GIVEN INSTRUCTION:
Quote everything from the line containing "Segment the red" down to the line containing "123 44 L 123", both included, exactly as those lines appear in the listing.

** BEGIN **

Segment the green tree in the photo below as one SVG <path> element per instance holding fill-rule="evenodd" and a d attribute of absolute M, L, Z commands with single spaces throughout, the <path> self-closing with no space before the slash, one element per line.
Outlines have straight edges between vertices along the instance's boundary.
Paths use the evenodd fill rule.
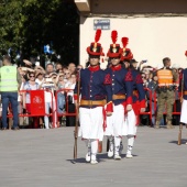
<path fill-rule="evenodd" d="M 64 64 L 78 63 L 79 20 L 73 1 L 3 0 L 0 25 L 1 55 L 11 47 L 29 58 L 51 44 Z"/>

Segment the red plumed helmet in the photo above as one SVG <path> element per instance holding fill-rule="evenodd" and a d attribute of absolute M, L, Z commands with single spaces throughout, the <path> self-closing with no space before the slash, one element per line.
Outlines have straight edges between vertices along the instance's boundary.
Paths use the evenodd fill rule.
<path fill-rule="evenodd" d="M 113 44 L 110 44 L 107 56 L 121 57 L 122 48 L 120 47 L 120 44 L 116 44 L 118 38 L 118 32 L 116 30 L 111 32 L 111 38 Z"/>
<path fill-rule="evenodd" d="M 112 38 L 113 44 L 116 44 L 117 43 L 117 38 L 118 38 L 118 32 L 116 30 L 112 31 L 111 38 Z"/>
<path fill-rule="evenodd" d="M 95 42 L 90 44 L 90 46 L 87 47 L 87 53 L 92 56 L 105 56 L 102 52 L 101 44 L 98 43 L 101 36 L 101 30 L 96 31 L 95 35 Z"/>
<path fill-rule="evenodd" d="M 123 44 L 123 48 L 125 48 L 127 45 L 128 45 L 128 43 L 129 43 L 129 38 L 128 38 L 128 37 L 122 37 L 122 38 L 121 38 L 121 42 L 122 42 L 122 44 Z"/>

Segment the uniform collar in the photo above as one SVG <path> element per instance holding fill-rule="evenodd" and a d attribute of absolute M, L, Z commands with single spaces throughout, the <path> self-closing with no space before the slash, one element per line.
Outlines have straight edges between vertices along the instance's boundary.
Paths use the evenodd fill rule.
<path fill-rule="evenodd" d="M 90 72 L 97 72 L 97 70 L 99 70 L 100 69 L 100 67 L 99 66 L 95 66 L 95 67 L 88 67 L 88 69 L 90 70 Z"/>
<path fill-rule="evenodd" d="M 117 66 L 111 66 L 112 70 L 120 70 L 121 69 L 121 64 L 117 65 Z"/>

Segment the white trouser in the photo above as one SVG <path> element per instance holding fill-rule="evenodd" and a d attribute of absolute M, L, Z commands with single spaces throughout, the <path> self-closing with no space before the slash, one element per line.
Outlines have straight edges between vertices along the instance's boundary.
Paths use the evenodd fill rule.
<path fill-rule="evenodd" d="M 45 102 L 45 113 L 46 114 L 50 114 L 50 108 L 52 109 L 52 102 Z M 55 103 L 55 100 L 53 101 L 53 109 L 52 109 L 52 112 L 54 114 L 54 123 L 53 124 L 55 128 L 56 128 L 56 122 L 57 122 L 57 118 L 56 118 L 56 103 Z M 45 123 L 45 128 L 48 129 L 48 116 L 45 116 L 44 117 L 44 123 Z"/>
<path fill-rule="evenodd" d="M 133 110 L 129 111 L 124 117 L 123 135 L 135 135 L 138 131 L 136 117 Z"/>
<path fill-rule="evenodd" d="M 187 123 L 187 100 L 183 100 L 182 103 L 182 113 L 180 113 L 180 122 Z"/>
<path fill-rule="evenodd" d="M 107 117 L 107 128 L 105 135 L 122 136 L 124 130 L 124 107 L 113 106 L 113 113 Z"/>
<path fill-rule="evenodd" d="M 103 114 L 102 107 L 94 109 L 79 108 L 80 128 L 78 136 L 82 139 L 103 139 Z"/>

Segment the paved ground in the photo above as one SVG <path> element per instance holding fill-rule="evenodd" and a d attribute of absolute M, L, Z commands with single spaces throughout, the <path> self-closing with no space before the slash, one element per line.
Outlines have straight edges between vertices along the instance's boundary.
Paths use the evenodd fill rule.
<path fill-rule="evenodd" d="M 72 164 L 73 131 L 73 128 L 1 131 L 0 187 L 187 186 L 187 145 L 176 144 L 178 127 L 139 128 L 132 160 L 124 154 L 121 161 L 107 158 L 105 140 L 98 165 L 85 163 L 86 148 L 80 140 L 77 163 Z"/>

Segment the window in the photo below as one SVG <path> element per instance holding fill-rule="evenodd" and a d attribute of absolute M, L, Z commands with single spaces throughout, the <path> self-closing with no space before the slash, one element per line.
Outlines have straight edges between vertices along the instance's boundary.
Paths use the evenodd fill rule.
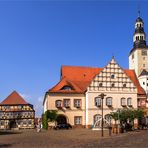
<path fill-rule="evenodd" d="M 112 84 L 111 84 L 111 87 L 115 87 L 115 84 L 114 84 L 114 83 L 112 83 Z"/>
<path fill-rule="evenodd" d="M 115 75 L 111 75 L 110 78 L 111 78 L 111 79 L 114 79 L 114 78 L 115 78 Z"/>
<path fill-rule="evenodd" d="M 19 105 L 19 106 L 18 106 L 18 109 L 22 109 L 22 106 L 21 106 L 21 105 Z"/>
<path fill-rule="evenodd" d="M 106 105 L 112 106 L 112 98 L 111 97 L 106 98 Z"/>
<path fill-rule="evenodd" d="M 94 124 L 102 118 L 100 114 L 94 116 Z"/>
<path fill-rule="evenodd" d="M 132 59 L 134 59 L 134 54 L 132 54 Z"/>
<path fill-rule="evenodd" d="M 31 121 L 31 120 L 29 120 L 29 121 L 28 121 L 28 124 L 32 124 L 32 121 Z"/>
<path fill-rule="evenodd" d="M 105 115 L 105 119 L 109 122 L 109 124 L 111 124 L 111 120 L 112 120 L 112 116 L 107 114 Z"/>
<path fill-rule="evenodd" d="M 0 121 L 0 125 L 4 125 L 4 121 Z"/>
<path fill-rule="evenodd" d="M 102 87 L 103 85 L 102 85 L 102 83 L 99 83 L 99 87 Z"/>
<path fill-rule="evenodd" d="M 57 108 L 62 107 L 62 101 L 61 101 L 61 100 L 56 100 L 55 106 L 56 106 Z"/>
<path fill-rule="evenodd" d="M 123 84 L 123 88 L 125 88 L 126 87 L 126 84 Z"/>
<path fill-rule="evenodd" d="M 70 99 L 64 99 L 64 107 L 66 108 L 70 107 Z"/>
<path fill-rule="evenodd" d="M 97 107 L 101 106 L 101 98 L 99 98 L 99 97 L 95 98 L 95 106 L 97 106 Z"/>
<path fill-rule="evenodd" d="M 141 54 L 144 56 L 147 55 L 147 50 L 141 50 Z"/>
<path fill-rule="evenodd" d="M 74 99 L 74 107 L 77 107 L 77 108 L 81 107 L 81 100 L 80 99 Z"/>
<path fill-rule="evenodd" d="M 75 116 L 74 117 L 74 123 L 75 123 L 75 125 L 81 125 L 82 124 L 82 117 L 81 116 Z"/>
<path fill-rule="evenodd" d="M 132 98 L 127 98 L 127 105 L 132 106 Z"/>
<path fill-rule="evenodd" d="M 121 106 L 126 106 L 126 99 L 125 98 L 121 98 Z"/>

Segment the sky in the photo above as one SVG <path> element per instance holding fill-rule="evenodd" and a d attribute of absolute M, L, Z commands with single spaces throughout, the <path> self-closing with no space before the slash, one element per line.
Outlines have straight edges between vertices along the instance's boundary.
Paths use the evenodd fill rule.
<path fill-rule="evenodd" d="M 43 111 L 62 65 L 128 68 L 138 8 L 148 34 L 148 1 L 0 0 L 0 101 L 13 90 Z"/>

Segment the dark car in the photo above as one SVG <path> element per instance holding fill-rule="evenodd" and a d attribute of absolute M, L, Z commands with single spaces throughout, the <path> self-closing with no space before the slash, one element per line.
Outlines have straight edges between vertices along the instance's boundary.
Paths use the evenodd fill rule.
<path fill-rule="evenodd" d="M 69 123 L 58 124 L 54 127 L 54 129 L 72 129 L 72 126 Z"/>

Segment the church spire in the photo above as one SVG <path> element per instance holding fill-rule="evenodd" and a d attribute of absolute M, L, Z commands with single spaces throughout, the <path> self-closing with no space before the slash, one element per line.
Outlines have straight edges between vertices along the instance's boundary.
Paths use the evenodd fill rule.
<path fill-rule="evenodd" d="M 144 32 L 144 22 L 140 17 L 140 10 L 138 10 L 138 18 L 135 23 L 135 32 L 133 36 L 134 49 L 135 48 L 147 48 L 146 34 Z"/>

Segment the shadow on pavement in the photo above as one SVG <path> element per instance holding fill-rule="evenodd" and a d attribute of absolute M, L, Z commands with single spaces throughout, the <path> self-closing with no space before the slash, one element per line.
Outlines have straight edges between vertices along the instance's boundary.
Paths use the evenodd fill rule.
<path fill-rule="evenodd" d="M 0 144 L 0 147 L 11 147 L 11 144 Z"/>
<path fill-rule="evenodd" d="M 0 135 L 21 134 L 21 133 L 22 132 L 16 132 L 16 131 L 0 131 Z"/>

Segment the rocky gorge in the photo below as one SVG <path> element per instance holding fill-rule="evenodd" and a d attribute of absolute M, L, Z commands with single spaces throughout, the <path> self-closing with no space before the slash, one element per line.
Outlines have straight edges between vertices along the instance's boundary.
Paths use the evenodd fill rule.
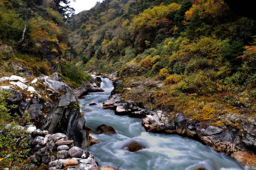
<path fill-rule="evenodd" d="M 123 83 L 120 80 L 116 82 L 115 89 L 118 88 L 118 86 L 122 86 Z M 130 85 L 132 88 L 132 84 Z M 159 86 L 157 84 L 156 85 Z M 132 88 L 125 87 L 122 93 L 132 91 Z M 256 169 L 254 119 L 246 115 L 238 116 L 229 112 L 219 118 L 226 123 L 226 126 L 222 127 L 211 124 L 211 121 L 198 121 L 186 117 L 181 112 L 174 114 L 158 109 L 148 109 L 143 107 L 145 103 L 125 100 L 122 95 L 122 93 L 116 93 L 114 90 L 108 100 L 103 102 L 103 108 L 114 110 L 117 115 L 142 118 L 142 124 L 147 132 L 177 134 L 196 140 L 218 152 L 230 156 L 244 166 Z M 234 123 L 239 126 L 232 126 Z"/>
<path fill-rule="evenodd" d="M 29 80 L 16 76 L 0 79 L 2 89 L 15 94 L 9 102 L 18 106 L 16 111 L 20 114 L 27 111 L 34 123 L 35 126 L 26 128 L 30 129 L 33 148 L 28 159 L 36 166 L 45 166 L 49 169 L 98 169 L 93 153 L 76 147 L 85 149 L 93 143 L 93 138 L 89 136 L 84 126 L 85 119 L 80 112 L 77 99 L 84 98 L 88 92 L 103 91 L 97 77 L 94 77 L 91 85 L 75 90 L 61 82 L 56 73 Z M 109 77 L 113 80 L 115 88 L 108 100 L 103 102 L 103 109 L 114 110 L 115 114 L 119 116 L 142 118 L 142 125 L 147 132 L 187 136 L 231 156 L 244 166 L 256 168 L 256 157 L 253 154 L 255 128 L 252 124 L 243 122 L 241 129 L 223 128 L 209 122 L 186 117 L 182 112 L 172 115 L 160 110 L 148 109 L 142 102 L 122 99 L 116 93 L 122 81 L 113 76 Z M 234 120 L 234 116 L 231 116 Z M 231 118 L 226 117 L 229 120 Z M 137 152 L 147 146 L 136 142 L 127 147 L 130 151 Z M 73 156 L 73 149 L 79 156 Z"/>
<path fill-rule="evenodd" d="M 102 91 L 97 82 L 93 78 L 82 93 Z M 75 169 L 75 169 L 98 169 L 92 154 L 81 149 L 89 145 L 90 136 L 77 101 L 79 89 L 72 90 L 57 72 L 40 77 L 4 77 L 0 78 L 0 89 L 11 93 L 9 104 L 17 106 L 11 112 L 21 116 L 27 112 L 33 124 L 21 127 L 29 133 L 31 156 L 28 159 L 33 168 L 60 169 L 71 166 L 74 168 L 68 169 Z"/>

** END **

FULL SOLUTION:
Segment the red plumed helmet in the photo above as one SVG <path> element per instance holding fill-rule="evenodd" and a d attribute of absolute M, L, Z commands with single spaces throughout, the <path> self-closing with no space before the slash, one element per line.
Outlines have straight edges between vertices along the instance's boundary.
Paths use the evenodd fill rule.
<path fill-rule="evenodd" d="M 113 44 L 110 44 L 107 56 L 121 57 L 122 48 L 120 47 L 120 44 L 116 44 L 118 38 L 118 32 L 116 30 L 111 32 L 111 38 Z"/>
<path fill-rule="evenodd" d="M 112 38 L 113 44 L 116 44 L 117 43 L 117 38 L 118 38 L 118 32 L 116 30 L 112 31 L 111 38 Z"/>
<path fill-rule="evenodd" d="M 95 42 L 90 44 L 90 46 L 87 47 L 87 53 L 92 56 L 105 56 L 102 52 L 101 44 L 98 43 L 101 36 L 101 30 L 96 31 L 95 35 Z"/>
<path fill-rule="evenodd" d="M 123 44 L 123 48 L 125 48 L 127 45 L 128 45 L 128 43 L 129 43 L 129 38 L 128 38 L 128 37 L 122 37 L 122 38 L 121 38 L 121 42 L 122 42 L 122 44 Z"/>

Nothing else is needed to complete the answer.